(Raw records)
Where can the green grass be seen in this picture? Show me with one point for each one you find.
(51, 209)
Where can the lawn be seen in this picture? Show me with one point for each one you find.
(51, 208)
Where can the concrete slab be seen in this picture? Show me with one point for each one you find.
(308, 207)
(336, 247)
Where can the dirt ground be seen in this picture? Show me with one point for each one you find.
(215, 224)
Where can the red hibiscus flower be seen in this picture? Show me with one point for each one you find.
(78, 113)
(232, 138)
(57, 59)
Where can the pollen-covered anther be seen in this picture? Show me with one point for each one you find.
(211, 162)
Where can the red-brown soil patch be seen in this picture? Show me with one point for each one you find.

--

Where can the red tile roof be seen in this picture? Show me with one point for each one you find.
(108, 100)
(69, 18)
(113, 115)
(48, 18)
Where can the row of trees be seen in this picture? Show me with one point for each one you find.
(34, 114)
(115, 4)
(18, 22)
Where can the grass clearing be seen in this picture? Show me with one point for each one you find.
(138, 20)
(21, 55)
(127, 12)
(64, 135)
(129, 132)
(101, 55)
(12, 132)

### Written request
Edit everything from "Where can the pollen-covered" down to "Where can the red-brown" by replacing "anther" with "stamen", and return only those lines with nothing else changed.

### Final result
Where can the pollen-covered stamen be seen in this picture? Show me with one point for each one you find.
(211, 162)
Where can the red-brown soil patch be seen in this picture? Show me with one point for each one you find.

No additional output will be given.